SHORT TASK - Retype the items below verbatim, starting with the line that contains "For every instance of the underside" and continuing through the end of the items. Leave the pictures out of your answer.

EXERCISE MATERIAL -

* * *

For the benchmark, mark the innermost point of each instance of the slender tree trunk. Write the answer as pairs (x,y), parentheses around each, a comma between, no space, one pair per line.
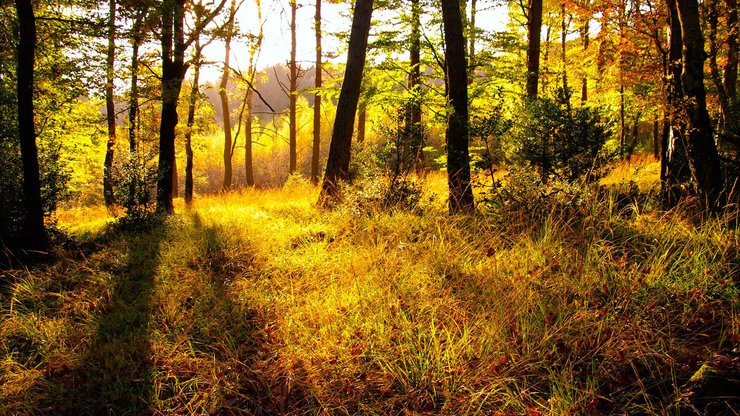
(173,72)
(293,89)
(703,157)
(337,166)
(656,138)
(471,41)
(255,47)
(224,96)
(133,106)
(674,163)
(713,17)
(361,123)
(191,121)
(534,28)
(110,107)
(731,64)
(458,158)
(563,38)
(415,78)
(584,78)
(35,234)
(316,148)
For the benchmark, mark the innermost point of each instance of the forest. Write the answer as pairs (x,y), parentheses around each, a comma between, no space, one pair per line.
(406,207)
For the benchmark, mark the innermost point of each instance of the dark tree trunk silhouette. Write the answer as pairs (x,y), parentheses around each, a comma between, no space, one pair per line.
(35,234)
(702,152)
(224,96)
(110,107)
(674,163)
(193,100)
(293,89)
(173,72)
(316,148)
(337,165)
(731,64)
(133,105)
(458,159)
(534,29)
(415,78)
(584,78)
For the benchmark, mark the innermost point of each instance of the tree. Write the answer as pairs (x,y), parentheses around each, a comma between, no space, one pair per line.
(458,158)
(702,152)
(110,107)
(534,29)
(223,94)
(316,148)
(337,166)
(173,72)
(293,91)
(34,213)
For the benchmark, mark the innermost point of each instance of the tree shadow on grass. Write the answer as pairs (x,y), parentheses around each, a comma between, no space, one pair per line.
(113,377)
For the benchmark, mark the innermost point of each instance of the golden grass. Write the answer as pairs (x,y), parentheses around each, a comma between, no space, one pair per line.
(260,302)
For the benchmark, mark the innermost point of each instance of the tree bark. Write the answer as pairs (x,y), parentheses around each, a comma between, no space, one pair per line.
(534,29)
(584,78)
(702,152)
(224,96)
(110,107)
(674,164)
(191,121)
(173,72)
(35,234)
(337,166)
(458,159)
(133,105)
(730,69)
(316,148)
(293,89)
(415,77)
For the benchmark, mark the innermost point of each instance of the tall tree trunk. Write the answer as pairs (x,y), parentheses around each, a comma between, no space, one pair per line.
(458,158)
(534,28)
(563,38)
(656,138)
(703,157)
(415,78)
(337,166)
(191,121)
(110,107)
(471,41)
(361,122)
(713,17)
(293,89)
(584,78)
(173,72)
(316,148)
(224,96)
(731,64)
(674,163)
(133,106)
(35,234)
(252,67)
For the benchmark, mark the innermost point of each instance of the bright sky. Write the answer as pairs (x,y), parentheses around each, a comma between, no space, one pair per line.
(276,43)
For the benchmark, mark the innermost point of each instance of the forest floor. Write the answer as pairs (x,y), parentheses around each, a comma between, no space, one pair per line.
(259,302)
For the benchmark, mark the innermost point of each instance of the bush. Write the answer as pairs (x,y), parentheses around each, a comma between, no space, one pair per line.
(559,140)
(382,170)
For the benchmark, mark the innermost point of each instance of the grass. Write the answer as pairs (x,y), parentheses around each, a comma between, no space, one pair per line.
(258,302)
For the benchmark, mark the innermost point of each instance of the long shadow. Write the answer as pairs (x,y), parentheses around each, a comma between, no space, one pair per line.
(113,376)
(254,386)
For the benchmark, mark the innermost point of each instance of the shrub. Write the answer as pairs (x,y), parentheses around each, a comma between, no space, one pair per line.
(560,140)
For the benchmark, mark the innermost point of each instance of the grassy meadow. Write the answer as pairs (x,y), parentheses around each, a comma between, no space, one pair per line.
(258,302)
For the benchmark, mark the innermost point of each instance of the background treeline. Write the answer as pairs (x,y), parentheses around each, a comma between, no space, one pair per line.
(563,88)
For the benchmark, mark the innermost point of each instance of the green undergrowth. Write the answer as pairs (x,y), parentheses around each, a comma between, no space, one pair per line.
(258,302)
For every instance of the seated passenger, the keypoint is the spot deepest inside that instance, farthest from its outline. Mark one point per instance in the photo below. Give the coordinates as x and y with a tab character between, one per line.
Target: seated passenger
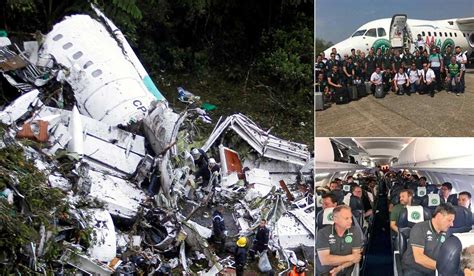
464	199
425	242
406	197
339	246
445	194
467	261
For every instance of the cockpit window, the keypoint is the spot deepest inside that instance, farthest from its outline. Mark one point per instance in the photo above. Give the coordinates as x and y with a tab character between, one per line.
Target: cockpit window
371	32
381	32
359	33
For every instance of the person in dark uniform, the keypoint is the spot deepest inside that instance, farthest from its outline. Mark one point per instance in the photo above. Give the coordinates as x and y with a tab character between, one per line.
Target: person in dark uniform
262	236
379	58
445	194
425	242
371	63
218	229
418	60
348	70
387	60
240	256
396	61
408	59
338	246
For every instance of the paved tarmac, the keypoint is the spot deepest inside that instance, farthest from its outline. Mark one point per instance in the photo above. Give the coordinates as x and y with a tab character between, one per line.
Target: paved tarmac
445	115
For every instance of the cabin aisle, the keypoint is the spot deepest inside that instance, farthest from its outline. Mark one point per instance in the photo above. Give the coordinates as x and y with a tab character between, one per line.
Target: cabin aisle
379	254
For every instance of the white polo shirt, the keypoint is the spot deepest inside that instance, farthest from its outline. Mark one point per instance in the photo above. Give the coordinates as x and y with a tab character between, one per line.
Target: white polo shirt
429	75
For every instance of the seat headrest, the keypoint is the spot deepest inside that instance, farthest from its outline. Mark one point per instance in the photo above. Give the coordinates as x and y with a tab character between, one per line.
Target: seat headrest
463	217
415	214
433	200
448	261
327	216
319	201
411	215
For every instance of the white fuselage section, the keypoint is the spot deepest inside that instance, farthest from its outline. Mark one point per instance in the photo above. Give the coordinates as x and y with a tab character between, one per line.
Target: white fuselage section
435	32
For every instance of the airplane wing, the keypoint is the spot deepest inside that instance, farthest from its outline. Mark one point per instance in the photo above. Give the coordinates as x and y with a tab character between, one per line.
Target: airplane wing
465	21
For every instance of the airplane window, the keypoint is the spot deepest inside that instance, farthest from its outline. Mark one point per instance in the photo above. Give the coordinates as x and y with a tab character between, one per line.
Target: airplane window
97	73
89	63
77	55
359	33
67	45
371	32
381	32
57	37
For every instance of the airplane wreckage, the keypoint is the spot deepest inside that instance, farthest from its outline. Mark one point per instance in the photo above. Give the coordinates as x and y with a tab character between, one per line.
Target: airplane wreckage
97	175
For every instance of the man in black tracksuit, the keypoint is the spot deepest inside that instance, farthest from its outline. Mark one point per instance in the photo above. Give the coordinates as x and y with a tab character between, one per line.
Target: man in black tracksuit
260	242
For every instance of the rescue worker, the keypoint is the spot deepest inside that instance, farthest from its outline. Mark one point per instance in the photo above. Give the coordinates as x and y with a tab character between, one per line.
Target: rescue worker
262	236
218	229
240	256
406	198
298	269
200	158
425	242
338	246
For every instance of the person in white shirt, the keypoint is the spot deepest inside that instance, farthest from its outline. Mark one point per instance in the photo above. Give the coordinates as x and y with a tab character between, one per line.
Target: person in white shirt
462	59
420	43
414	78
427	80
375	79
401	82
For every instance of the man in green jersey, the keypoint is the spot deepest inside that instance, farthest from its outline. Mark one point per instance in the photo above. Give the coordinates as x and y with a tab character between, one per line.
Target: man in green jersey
454	75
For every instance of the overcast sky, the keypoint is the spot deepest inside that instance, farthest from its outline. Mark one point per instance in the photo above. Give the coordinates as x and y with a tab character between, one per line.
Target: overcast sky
338	19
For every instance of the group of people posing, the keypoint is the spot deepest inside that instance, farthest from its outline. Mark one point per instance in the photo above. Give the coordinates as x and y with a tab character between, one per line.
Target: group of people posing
398	70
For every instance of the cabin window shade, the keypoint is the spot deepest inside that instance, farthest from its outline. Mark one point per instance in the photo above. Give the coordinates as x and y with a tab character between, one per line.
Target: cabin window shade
371	32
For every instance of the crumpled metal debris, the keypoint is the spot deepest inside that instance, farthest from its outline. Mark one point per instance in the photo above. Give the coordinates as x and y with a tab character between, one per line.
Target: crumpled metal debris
95	160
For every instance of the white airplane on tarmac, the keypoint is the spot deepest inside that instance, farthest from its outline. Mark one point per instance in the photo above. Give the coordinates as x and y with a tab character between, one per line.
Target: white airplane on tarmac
399	31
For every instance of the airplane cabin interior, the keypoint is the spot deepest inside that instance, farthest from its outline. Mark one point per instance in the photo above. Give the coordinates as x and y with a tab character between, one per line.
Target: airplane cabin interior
384	168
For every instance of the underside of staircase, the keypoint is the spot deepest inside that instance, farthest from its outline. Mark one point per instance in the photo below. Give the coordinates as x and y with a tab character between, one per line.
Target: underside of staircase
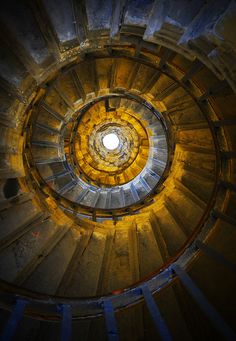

* * *

TASK RESULT -
For every instance of the underside of staircase, the keypoint is the spot deepest inside that instance, farthest from its outline. Mark one point per instance in the photo below. Give the coordinates as x and y with a tab character between, one per line.
Target: underside of staircase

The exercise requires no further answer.